TEXTAUSZUG
★ ★ ★ ★ ★ ★ ★
Ein kosmisches Geheimnis – die Anfänge

Das eigentliche Geheimnis, das jede Reise begleitet:
Wie kam der Reisende überhaupt an den Ausgangspunkt?

Louise Bogan, Journey Around My Room

Es war eine finstere, stürmische Nacht …

Anfang 1916 hatte Albert Einstein die großartigste Arbeit seines Lebens abgeschlossen – eine Jahrzehnte dauernde, intensive geistige Auseinandersetzung, in der er eine neue Theorie der Gravitation entwickelte und diese als Allgemeine Theorie der Relativität bezeichnete. Dabei handelte es sich jedoch nicht nur um eine neue Theorie der Schwerkraft, sondern auch um eine neue Theorie von Raum und Zeit. Und es war die erste wissenschaftliche Theorie, die nicht nur erklären konnte, wie Objekte sich durch das Universum bewegen, sondern auch, wie das Universum selbst sich möglicherweise entwickeln würde.
★ ★ ★ ★ ★ ★ ★
AUFGABEN
A - Beantworte diese Fragen zum Textauszug:
(i) Welcher Werktitel steht unter dem Zitat am Anfang?
(ii) Wann hatte Albert Einstein die großartigste Arbeit seines Lebens abgeschlossen?
(iii) Wie bezeichnete er seine neue Theorie der Gravitation?
B - Entnimm bitte dem Textauszug wortgetreu den Abschnitt, der mit den Worten beginnt, die „Es war eine“ enthalten, und mit „möglicherweise entwickeln würde.“ schließt.
★ ★ ★ ★ ★ ★ ★
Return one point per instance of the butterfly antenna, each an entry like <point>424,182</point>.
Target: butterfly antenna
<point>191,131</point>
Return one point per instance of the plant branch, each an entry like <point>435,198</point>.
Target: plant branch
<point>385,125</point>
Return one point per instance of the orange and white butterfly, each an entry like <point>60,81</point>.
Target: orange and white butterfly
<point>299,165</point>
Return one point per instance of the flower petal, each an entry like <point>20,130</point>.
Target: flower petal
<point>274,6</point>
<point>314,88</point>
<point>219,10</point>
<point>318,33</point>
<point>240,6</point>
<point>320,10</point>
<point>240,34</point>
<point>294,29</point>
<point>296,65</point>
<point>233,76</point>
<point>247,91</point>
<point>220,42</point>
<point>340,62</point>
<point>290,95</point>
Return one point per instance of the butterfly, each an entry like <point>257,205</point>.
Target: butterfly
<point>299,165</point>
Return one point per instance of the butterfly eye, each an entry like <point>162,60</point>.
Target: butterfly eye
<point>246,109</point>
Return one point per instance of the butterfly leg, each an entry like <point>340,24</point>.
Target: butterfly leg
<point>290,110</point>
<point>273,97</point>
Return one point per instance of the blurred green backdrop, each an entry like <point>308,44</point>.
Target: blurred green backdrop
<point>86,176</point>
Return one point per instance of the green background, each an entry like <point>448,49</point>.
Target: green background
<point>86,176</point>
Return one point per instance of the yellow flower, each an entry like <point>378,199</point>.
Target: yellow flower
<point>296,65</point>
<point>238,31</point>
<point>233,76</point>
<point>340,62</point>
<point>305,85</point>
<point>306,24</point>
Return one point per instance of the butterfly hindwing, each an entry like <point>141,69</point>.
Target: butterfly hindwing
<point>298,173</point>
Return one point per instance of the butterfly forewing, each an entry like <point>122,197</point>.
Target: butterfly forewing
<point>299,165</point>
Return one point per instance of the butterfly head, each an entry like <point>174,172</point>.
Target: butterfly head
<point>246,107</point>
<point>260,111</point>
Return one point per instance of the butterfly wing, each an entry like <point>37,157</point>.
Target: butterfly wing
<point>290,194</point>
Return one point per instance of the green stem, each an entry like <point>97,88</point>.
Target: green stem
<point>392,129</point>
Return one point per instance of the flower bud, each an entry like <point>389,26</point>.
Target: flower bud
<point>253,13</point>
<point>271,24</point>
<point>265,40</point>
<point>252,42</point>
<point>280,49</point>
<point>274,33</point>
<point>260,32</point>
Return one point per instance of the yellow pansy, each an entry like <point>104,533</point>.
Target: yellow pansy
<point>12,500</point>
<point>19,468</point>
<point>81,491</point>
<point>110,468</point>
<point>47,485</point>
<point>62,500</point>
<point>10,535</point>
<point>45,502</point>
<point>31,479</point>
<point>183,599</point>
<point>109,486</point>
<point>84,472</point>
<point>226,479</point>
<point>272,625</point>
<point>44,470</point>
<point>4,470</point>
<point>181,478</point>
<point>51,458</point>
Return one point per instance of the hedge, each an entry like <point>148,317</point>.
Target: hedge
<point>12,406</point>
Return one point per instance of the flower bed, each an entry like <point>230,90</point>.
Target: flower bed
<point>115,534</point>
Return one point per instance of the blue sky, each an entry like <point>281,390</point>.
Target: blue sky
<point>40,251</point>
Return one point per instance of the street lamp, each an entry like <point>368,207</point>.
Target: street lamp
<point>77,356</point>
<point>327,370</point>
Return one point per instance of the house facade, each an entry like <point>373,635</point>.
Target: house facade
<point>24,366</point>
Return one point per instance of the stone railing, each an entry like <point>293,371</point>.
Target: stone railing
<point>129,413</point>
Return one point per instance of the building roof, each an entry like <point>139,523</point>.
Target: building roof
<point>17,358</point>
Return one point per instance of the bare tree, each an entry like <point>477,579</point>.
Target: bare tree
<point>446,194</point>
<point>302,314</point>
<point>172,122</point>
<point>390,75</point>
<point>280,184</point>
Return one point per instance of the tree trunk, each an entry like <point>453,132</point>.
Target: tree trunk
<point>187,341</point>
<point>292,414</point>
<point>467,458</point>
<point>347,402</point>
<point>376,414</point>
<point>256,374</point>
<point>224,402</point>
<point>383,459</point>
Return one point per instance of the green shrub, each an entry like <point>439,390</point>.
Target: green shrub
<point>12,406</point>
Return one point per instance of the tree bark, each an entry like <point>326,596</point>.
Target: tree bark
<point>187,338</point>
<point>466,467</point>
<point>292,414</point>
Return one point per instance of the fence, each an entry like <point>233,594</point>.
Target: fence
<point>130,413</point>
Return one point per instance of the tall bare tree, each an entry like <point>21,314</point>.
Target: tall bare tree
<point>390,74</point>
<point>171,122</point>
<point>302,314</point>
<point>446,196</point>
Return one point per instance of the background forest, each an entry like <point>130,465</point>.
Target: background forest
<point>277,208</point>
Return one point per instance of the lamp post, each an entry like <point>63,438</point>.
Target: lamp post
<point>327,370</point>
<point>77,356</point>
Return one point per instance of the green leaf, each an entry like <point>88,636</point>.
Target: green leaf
★ ★ ★ ★ ★ ★ ★
ANTWORTEN JE AUFGABE
A -
(i) Journey Around My Room
(ii) Anfang 1916
(iii) Als Allgemeine Theorie der Relativität

B -
Es war eine finstere, stürmische Nacht …

Anfang 1916 hatte Albert Einstein die großartigste Arbeit seines Lebens abgeschlossen – eine Jahrzehnte dauernde, intensive geistige Auseinandersetzung, in der er eine neue Theorie der Gravitation entwickelte und diese als Allgemeine Theorie der Relativität bezeichnete. Dabei handelte es sich jedoch nicht nur um eine neue Theorie der Schwerkraft, sondern auch um eine neue Theorie von Raum und Zeit. Und es war die erste wissenschaftliche Theorie, die nicht nur erklären konnte, wie Objekte sich durch das Universum bewegen, sondern auch, wie das Universum selbst sich möglicherweise entwickeln würde.